EXTRAIT DU TEXTE ::
····················

Ce qu’il faut savoir

La traduction est l’un des premiers champs d’application de l’IA. Ce que l’on a appelé la traduction automatique neuronale (TAN), parce qu’elle était fondée sur les systèmes de traitement neuronaux qui sont à la base de l’IA, est apparu sur le marché en 2016, bien avant les outils d’IA générative.

Les traducteurs professionnels, qui utilisaient déjà d’autres outils technologiques, ont rapidement intégré la TAN à leur panoplie, mais non sans mettre en place des processus de contrôle pour repérer et corriger les erreurs de la machine. Ils ont donc été des précurseurs dans l’adoption de ces technologies révolutionnaires.

L’avènement de l’IA générative n’a pas beaucoup modifié les processus. Elle a, en revanche, offert aux professionnels de nouveaux outils qui leur permettent d’améliorer leur prestation de service, notamment dans la recherche terminologique. Des recherches menées par des universités et par des entreprises ont cependant prouvé que les systèmes de traduction automatique dédiés donnent, à ce jour, un résultat plus précis et exact que les outils d’IA générative. Ces derniers traitent en effet le texte dans sa globalité et produisent une traduction parfois mieux écrite, mais pleine d’inexactitudes, voire d’inventions ou d’« hallucinations ». L’intervention d’un professionnel est d’autant plus indispensable.

Car si la traduction automatique peut être très utile pour des textes simples ou de nature générale, elle est beaucoup plus limitée dès que l’on aborde des documents de nature technique ou sensible, pouvant engendrer des préjudices graves d’ordre physique, mental, financier, juridique ou réputationnel s’ils sont mal traduits. De la même façon, si les applications d’interprétation automatique sont utiles pour tenir une conversation simple en voyage par exemple, elles ne peuvent remplacer un interprète professionnel à l’hôpital ou au tribunal.

Pour que le public soit bien protégé, il est essentiel que les systèmes de traduction ou d’interprétation automatique soient utilisés à bon escient, avec l’accompagnement d’un expert dès lors qu’il y a un risque.

····················

DONNÉES FOURNIES ::
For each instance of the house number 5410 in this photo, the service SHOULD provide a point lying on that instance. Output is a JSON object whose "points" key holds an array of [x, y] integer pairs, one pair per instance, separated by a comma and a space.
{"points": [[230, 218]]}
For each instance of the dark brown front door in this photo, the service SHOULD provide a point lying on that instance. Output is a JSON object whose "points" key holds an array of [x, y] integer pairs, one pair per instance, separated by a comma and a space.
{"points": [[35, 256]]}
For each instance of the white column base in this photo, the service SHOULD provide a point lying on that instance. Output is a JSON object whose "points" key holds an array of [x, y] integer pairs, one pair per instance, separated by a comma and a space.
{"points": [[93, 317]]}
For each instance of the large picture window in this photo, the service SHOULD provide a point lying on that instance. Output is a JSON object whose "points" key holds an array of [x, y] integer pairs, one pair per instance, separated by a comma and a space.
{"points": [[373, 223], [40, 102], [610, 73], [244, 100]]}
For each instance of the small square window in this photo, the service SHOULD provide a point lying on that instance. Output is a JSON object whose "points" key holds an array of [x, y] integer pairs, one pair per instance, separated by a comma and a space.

····················

TRAVAIL DEMANDÉ A ::
Renommez « tribunal » en « palais de justice » dans le passage de l'extrait allant de « Car si la traduction » à « a un risque. », puis recopiez ce passage ainsi modifié.
TRAVAIL DEMANDÉ B ::
Selon l'extrait, en quelle année la traduction automatique neuronale est-elle apparue sur le marché ?
Les données fournies proviennent d'une source distincte de celle de l'extrait.

VOTRE RÉPONSE A ::
Car si la traduction automatique peut être très utile pour des textes simples ou de nature générale, elle est beaucoup plus limitée dès que l’on aborde des documents de nature technique ou sensible, pouvant engendrer des préjudices graves d’ordre physique, mental, financier, juridique ou réputationnel s’ils sont mal traduits. De la même façon, si les applications d’interprétation automatique sont utiles pour tenir une conversation simple en voyage par exemple, elles ne peuvent remplacer un interprète professionnel à l’hôpital ou au palais de justice.

Pour que le public soit bien protégé, il est essentiel que les systèmes de traduction ou d’interprétation automatique soient utilisés à bon escient, avec l’accompagnement d’un expert dès lors qu’il y a un risque.

VOTRE RÉPONSE B ::
En 2016.